--- Text segment Enclosed Below ---
A major conceptual advance in our understanding of the mammalian nervous system is that the vast numbers of synapses – the junctions between nerve cells - are highly diverse [1]. Each synapse type is characterised by its protein composition and different combinations of proteins are the signatures of synapse type. Imaging of the molecular composition of individual synapses shows synapse types are not spatially distributed in a random fashion but instead are organised into a “synaptome architecture” [1]. Synapse diversity and synaptome architecture confers important biological properties on the brain including the capacity to store and retrieve information and thereby program innate behaviours and learning and memory.

There is a pressing need to develop new approaches to study the protein composition of single synapses in brain tissue and use these approaches to understand the mechanisms of synapse diversity and synaptome architecture. This project will involve the development and integration of confocal and super-resolution light microscopy, molecular labelling, biochemistry and mouse genetic techniques to explore this problem. Labelling of multiple synapse proteins using genetically modified mice expressing synaptic proteins fused to multifunctional tags including Halo, CLIP and SNAP tags or antibodies (labelled for use in DNA PAINT2) will be used to visualize proteins with confocal and super-resolution microscopy, enabling sub-synaptic resolution of protein localisation3. Classification of synapse types will employ machine learning techniques1.
--- End of Enclosed Text segment ---
--- Stored data Enclosed Below ---
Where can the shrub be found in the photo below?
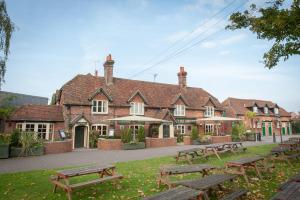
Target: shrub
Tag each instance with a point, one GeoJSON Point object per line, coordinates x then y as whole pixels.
{"type": "Point", "coordinates": [195, 133]}
{"type": "Point", "coordinates": [141, 134]}
{"type": "Point", "coordinates": [15, 138]}
{"type": "Point", "coordinates": [126, 135]}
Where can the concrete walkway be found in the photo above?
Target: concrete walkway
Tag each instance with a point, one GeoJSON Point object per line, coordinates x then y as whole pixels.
{"type": "Point", "coordinates": [88, 157]}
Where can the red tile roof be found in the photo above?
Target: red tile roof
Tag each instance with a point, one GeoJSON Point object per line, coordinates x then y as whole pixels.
{"type": "Point", "coordinates": [42, 113]}
{"type": "Point", "coordinates": [241, 106]}
{"type": "Point", "coordinates": [78, 90]}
--- End of Enclosed Stored data ---
Directions »
1. Reproduce the synapse diversity passage word for word, beginning at "There is a pressing" and stopping after "machine learning techniques1.".
2. Please continue the passage on synapse diversity and synaptome architecture, picking up after its last sentence.

Numbered answers »
1.
There is a pressing need to develop new approaches to study the protein composition of single synapses in brain tissue and use these approaches to understand the mechanisms of synapse diversity and synaptome architecture. This project will involve the development and integration of confocal and super-resolution light microscopy, molecular labelling, biochemistry and mouse genetic techniques to explore this problem. Labelling of multiple synapse proteins using genetically modified mice expressing synaptic proteins fused to multifunctional tags including Halo, CLIP and SNAP tags or antibodies (labelled for use in DNA PAINT2) will be used to visualize proteins with confocal and super-resolution microscopy, enabling sub-synaptic resolution of protein localisation3. Classification of synapse types will employ machine learning techniques1.

2.
The project will generate large datasets spanning the scales of the nervous system from single synapses to the brain-wide scale. We will use these cross-cutting laboratory and data analysis techniques to ask how much synapse diversity there is and how it is sequentially built during early postnatal development in the mouse. The student will be trained to tackle fundamental scientific questions in a vibrant atmosphere in two laboratories with complementary and wide-ranging expertise using cutting edge methods in neuroscience and biophysics.

Funding Notes

This opportunity is only open to UK nationals (or EU students who have been resident in the UK for 3+ years immediately prior to the programme start date) due to restrictions imposed by the funding body.

This 4 year PhD project is part of a competition funded by EASTBIO BBSRC Doctoral Training Partnership (http://www.eastscotbiodtp.ac.uk/)

The application and reference forms can be downloaded from http://www.eastscotbiodtp.ac.uk/how-apply-0

Applications should be completed on the EASTBIO Application form and emailed to [Email Address Removed] with the project reference in the subject line.

References should be completed on the EASTBIO Reference form and submitted as above.

References

1 Zhu, F. et al. Architecture of the Mouse Brain Synaptome. Neuron 99, 781-799 e710, doi:10.1016/j.neuron.2018.07.007 (2018).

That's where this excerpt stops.